:: TO DO ::
Return all the data exactly, keeping the pictures out.

┌─ EXCERPTED RECORDS

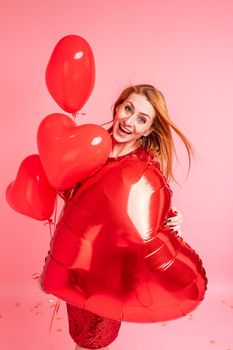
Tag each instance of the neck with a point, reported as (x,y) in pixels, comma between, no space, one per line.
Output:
(120,149)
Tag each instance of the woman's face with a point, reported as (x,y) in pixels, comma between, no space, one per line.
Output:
(133,119)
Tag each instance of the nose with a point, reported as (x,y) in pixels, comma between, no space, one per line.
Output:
(129,121)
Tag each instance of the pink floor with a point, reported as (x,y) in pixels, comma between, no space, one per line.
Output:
(26,313)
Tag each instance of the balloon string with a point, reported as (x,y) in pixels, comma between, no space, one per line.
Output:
(35,275)
(56,308)
(55,215)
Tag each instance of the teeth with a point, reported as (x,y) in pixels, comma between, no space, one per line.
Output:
(125,130)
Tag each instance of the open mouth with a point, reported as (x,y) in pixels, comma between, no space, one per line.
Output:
(124,130)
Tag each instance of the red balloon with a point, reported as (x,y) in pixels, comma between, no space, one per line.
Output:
(70,74)
(69,153)
(111,254)
(31,194)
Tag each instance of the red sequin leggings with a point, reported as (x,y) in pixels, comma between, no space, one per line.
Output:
(89,330)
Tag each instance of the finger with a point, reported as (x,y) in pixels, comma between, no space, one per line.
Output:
(177,212)
(173,222)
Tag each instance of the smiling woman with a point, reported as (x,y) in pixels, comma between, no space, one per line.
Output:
(133,119)
(112,256)
(141,111)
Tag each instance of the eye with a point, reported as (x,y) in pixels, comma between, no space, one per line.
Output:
(128,108)
(142,119)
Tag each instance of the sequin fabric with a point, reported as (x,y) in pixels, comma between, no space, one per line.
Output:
(89,330)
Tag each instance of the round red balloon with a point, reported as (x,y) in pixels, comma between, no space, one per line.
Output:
(70,153)
(111,254)
(70,74)
(31,194)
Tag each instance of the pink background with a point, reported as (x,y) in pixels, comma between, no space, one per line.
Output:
(185,49)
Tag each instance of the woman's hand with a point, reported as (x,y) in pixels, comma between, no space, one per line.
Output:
(174,222)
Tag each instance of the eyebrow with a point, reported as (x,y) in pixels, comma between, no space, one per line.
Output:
(132,105)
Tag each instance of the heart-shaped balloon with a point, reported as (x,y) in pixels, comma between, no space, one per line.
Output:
(111,254)
(31,194)
(70,153)
(70,74)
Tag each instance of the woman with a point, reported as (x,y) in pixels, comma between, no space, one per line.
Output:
(141,134)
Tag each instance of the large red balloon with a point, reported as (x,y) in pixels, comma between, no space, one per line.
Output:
(111,254)
(31,194)
(70,74)
(69,153)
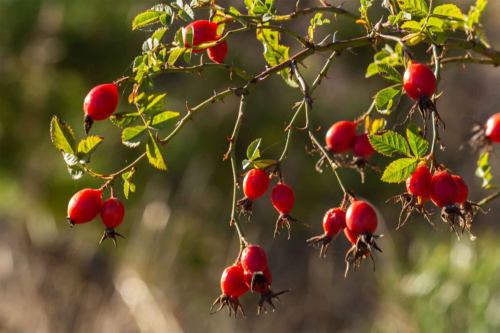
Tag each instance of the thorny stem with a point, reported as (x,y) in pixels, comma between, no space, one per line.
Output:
(317,82)
(310,129)
(234,166)
(437,74)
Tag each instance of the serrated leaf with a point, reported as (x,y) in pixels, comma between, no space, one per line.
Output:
(399,170)
(87,146)
(414,7)
(155,104)
(378,125)
(131,137)
(156,154)
(62,135)
(253,150)
(412,26)
(387,100)
(450,12)
(390,143)
(146,18)
(163,119)
(389,73)
(417,143)
(174,55)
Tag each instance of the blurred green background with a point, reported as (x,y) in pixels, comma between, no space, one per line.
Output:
(165,275)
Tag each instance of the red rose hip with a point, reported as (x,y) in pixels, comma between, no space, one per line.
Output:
(100,104)
(443,190)
(84,206)
(493,128)
(340,136)
(418,81)
(362,147)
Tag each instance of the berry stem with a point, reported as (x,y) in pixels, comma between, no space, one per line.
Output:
(310,129)
(317,82)
(437,74)
(234,166)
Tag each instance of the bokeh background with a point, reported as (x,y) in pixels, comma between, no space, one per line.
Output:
(165,275)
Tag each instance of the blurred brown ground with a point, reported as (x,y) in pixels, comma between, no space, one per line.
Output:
(165,276)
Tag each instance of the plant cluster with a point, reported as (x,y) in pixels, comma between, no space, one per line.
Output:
(410,23)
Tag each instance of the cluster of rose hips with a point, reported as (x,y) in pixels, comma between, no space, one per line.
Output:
(448,192)
(249,273)
(205,32)
(359,224)
(255,185)
(86,204)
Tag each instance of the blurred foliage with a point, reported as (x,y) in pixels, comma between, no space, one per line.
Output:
(165,275)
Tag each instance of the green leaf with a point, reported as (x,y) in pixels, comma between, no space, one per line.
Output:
(390,73)
(390,143)
(387,100)
(62,136)
(124,119)
(163,119)
(174,55)
(412,26)
(253,150)
(417,143)
(450,12)
(154,104)
(399,170)
(156,154)
(146,18)
(131,137)
(87,146)
(414,7)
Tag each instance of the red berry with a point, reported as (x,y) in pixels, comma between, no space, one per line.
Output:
(350,236)
(463,189)
(232,280)
(203,32)
(255,184)
(112,213)
(334,222)
(218,52)
(283,198)
(254,259)
(84,206)
(257,288)
(341,136)
(101,102)
(362,147)
(419,81)
(444,190)
(493,128)
(418,183)
(361,218)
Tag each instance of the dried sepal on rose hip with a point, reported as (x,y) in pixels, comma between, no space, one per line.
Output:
(416,195)
(112,214)
(361,224)
(420,85)
(262,285)
(333,223)
(99,104)
(232,284)
(444,192)
(283,199)
(255,185)
(485,134)
(468,208)
(84,206)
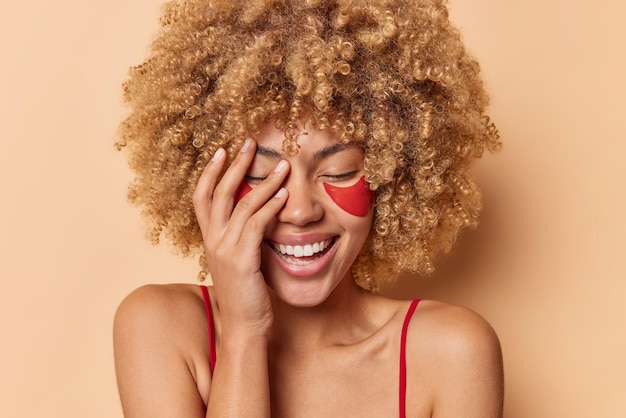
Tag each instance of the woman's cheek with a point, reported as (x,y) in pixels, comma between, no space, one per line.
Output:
(357,199)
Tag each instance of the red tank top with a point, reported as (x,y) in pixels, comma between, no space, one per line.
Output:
(405,327)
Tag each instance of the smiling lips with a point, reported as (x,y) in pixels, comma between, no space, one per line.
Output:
(289,252)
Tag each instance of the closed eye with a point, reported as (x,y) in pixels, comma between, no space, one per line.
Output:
(341,176)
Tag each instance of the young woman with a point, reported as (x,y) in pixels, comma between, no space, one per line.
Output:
(307,150)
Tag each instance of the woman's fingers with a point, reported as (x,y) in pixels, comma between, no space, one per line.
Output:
(253,233)
(223,199)
(203,194)
(254,212)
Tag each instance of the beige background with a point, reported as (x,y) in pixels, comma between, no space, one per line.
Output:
(546,267)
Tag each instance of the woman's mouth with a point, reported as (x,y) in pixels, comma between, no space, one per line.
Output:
(302,254)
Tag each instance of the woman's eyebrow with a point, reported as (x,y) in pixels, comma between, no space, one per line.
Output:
(268,152)
(319,155)
(330,150)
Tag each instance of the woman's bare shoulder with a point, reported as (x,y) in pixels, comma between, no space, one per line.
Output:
(163,305)
(160,340)
(458,352)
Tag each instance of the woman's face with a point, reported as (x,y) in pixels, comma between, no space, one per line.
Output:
(313,241)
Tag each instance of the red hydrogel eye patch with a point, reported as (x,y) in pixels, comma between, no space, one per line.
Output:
(243,189)
(357,199)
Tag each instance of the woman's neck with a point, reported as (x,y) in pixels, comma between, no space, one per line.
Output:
(344,318)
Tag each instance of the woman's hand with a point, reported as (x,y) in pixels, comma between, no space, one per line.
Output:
(233,234)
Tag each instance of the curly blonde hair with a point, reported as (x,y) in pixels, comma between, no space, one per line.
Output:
(389,75)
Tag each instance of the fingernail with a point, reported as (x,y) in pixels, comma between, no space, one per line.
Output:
(218,154)
(280,193)
(281,166)
(246,145)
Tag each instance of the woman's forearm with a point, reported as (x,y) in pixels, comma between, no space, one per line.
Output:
(240,384)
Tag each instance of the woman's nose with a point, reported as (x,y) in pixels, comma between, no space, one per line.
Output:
(302,206)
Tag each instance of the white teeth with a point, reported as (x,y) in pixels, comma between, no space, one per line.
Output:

└─

:: TASK RESPONSE ::
Tag each instance of the neck with a point, reported as (x,y) in pixels, comma between, no space, one per line.
Output:
(120,149)
Tag each instance of the woman's face with a point, reported as (x,y) in pixels, comma between, no space, one per line.
Output:
(133,119)
Tag each instance of the nose with a point, reported as (x,y) in pixels, comma between, no space, one per line.
Output:
(129,121)
Tag each instance of the pink floor with a point, reported as (x,y) in pixels, comma between, no space, one per line.
Output:
(26,313)
Tag each instance of the balloon string with a point, reported as (x,y) in pixels, comma between, no space, one per line.
Output:
(35,275)
(56,308)
(55,215)
Tag each instance of the teeth with a point, reported as (x,y) in pixels, comma between, no space, one per line.
Output:
(125,130)
Tag each instance of the open mouth with a point, reported as (x,y) in pixels, comma between, no space, one per line.
Output:
(124,130)
Tag each instance of the red balloon with a point, reported as (x,y) in pixels, comma between, no space, one per line.
Output:
(70,74)
(69,153)
(111,254)
(31,194)
Tag each instance of the red sequin leggings with a point, reported as (x,y) in pixels, comma between, no space, one per line.
Output:
(89,330)
Tag each instance of the finger with a point, reported as (x,y) in pixels, comma between, no space, one per line.
Output:
(177,212)
(173,222)
Tag each instance of the smiling woman with a point, reported as (x,y) in pixels, comma between, no space, one per line.
Output:
(133,119)
(112,256)
(141,111)
Tag each instance of the eye with a point, reported as (x,y) in pixels, comma between, no space, one per line.
Output:
(128,108)
(142,119)
Tag each instance of the sequin fabric with a point, reported as (x,y) in pixels, comma between, no space, one per line.
Output:
(89,330)
Tag each instance of the round red balloon with a point, reported as (x,y) in pixels, comma between, no space, one per line.
Output:
(70,153)
(111,254)
(70,74)
(31,194)
Tag each instance of the pink background with a point, reported as (x,y) in pixels, comma between, no space, one per line.
Output:
(185,49)
Tag each instance of the woman's hand with a point, reported as (x,y) in pixels, comma between, no space, one per line.
Output:
(174,222)
Tag each instance of the eyebrow with a point, reported as (x,y) in pixels, comma between, no space, one per line.
Output:
(132,105)
Tag each instance of the heart-shaped balloon with a point, reported as (x,y) in pixels, comma between, no space, one per line.
Output:
(111,254)
(31,194)
(70,153)
(70,74)
Tag each instance of the woman with a point, reported as (x,y) in pixels, comma between, no space, one per line.
Output:
(141,134)
Tag each instance of the large red balloon with a point, reported as (x,y) in pixels, comma between, no space, one per line.
Output:
(111,254)
(31,194)
(70,74)
(69,153)
Tag each instance of the thorny stem with a point, reported as (x,y) in pixels, comma between, no space, one per line.
Output:
(317,82)
(310,129)
(234,166)
(437,74)
Tag each instance of the serrated leaf with a point, reported as (x,y) in pixels, comma between, no space, one per line.
Output:
(399,170)
(87,146)
(414,7)
(155,104)
(378,125)
(131,137)
(156,154)
(62,135)
(253,150)
(412,26)
(387,100)
(450,12)
(390,143)
(146,18)
(163,119)
(389,73)
(417,143)
(174,55)
Tag each instance of the blurred green background with a point, reported as (x,y) in pixels, comma between, no space, one per line.
Output:
(165,275)
Tag each instance of the red rose hip with a point, reported as (x,y) in pixels, comma between, no space, one per line.
Output:
(100,104)
(443,190)
(84,206)
(493,128)
(340,136)
(418,81)
(362,147)
Tag each instance of the berry stem with a point, reported as (x,y) in pixels, comma between, no space, one per line.
Output:
(310,129)
(317,82)
(437,74)
(234,166)
Tag each instance of the bokeh background with a point, reported as (x,y) in pixels, comma between, no space, one per line.
Output:
(165,275)
Tag each instance of the blurred brown ground with a point, reported as (x,y) in pixels, comma between, no space, one per line.
Output:
(165,276)
Tag each instance of the plant cluster with a point, reported as (x,y) in pixels, comma between, no space, one per line.
Output:
(410,23)
Tag each instance of the cluster of rose hips with a point, reported as (x,y) in pixels, comma between, no space, one per line.
Output:
(448,192)
(249,273)
(205,32)
(359,224)
(255,185)
(86,204)
Tag each instance of the blurred foliage with a point, reported as (x,y) in pixels, comma between, no space, one per line.
Output:
(165,275)
Tag each instance of the green leaf with a point, reported as (x,y) in pixels, comma between, no space, one per line.
Output:
(390,73)
(390,143)
(387,100)
(62,136)
(124,119)
(163,119)
(174,55)
(412,26)
(253,150)
(417,143)
(450,12)
(154,104)
(399,170)
(156,154)
(146,18)
(131,137)
(87,146)
(414,7)
Tag each instance of the red berry with a point, reported as (x,y) in pixels, comma between, no space, one per line.
Output:
(350,236)
(463,189)
(232,280)
(203,32)
(255,184)
(112,213)
(334,222)
(218,52)
(283,198)
(254,259)
(84,206)
(257,288)
(341,136)
(101,102)
(362,147)
(419,81)
(444,190)
(493,128)
(418,183)
(361,218)
Tag each instance of the dried sepal on rose hip with a point, reported as (x,y) in pixels, comma between, no space, one per line.
Output:
(416,195)
(112,214)
(361,224)
(420,85)
(262,285)
(333,223)
(99,104)
(232,284)
(444,192)
(283,199)
(255,185)
(485,134)
(468,208)
(84,206)
Tag each instance of the woman's cheek with a point, reported as (x,y) in pixels, comma between, no space, one per line.
Output:
(357,199)
Tag each instance of the red tank top with a point, reported as (x,y) in pixels, comma between, no space, one per line.
Output:
(405,327)
Tag each instance of the smiling lips with a point, reported as (x,y) in pixels, comma between, no space, one per line.
Output:
(289,252)
Tag each instance of the closed eye with a point, reported as (x,y) in pixels, comma between, no space, one per line.
Output:
(341,176)
Tag each instance of the young woman with a point, reported as (x,y) in pixels, comma between, no space, one per line.
Output:
(307,150)
Tag each instance of the woman's fingers with a point, reported as (x,y) in pixels, comma between, no space, one per line.
Output:
(253,233)
(223,199)
(203,194)
(254,212)
Tag each instance of the beige background with a point, reported as (x,y) in pixels, comma between, no space, one per line.
Output:
(546,267)
Tag each instance of the woman's mouth with a point, reported as (x,y) in pixels, comma between, no space, one per line.
Output:
(302,254)
Tag each instance of the woman's eyebrow with a point, reported as (x,y) in pixels, comma between, no space, one per line.
Output:
(268,152)
(319,155)
(330,150)
Tag each instance of the woman's bare shoulder with a point, reported as (x,y) in pixels, comma between, no space, one per line.
Output:
(163,305)
(160,340)
(458,352)
Tag each instance of the woman's face with a point, reported as (x,y) in pixels, comma between, no space, one per line.
Output:
(313,241)
Tag each instance of the red hydrogel eye patch with a point, reported as (x,y) in pixels, comma between, no space, one per line.
Output:
(243,189)
(357,199)
Tag each instance of the woman's neck with a point, reported as (x,y) in pixels, comma between, no space, one per line.
Output:
(344,318)
Tag each instance of the woman's hand with a point, reported as (x,y) in pixels, comma between, no space, one per line.
Output:
(233,234)
Tag each instance of the curly blonde hair with a point, reported as (x,y) in pixels, comma between, no space, one per line.
Output:
(389,75)
Tag each instance of the fingernail with a point, reported as (x,y) in pixels, comma between, no space, one per line.
Output:
(218,154)
(280,193)
(281,166)
(246,145)
Tag each instance of the woman's forearm with a point, reported as (x,y) in pixels, comma between, no space, one per line.
Output:
(240,384)
Tag each instance of the woman's nose with a point, reported as (x,y) in pixels, comma between, no space, one per line.
Output:
(302,206)
Tag each instance of the white teeth with a point, reported as (x,y) in pixels, comma between, no space, one per line.
Output:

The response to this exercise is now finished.